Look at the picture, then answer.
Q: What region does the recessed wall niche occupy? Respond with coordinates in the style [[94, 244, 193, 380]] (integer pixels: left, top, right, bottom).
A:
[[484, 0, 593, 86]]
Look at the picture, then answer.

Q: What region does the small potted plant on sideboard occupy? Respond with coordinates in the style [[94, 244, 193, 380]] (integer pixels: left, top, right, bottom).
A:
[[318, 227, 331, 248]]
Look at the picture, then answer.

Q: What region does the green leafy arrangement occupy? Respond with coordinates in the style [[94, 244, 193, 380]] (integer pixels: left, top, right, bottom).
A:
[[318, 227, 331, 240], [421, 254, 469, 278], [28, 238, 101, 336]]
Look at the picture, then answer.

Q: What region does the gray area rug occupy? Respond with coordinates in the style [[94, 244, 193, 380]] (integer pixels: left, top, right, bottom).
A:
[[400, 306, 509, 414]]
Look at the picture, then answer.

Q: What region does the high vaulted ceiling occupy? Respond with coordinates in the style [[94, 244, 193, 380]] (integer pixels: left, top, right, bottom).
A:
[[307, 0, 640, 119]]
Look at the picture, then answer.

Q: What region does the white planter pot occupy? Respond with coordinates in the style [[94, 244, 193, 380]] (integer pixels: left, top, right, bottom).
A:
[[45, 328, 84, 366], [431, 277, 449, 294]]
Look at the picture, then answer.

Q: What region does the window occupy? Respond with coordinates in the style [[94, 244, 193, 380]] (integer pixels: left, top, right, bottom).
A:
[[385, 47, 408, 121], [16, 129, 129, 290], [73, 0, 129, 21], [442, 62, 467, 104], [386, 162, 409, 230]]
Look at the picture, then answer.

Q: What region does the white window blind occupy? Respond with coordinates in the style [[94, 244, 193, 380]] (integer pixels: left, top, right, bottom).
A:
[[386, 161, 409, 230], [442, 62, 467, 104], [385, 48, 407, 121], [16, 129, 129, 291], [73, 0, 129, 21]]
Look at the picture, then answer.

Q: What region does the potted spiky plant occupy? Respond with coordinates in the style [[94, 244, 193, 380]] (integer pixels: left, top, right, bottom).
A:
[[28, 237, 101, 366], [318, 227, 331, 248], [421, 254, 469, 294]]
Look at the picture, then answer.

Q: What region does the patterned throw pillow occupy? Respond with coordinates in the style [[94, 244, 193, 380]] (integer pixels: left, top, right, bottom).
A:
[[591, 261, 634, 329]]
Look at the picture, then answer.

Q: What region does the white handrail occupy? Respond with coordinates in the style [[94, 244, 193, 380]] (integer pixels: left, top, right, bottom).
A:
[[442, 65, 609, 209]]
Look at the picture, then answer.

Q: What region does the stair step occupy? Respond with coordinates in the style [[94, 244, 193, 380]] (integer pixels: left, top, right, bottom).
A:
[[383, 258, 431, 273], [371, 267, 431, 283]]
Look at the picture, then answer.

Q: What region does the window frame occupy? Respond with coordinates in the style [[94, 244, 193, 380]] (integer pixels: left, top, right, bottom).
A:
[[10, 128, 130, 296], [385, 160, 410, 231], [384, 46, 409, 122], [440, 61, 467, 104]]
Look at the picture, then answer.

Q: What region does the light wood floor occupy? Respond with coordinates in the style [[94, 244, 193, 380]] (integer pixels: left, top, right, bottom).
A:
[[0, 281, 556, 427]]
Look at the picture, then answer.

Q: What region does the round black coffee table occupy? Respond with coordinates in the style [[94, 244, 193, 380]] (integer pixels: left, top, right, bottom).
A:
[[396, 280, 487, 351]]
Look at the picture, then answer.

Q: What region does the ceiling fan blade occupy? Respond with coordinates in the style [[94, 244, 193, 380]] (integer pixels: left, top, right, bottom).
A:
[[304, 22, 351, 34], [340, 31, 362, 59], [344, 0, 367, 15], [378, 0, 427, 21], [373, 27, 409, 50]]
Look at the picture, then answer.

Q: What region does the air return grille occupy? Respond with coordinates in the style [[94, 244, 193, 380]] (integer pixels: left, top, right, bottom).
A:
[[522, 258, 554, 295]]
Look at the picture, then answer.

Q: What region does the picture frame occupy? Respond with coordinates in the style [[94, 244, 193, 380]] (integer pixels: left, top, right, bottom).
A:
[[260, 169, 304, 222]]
##############################
» Given exercise:
Copy everything from the start of the records down to the line containing "[[318, 227, 331, 248]]", including both ends.

» Written answer:
Look at the picture, then answer.
Q: What region does the recessed wall niche occupy? Respond with coordinates in the style [[94, 244, 193, 380]] (integer pixels: left, top, right, bottom).
A:
[[484, 0, 593, 86]]
Look at the picture, then answer.

Q: What region does the small potted plant on sideboard occupy? Respond with coordinates in the style [[94, 244, 193, 380]] (integer pixels: left, top, right, bottom).
A:
[[318, 227, 331, 248]]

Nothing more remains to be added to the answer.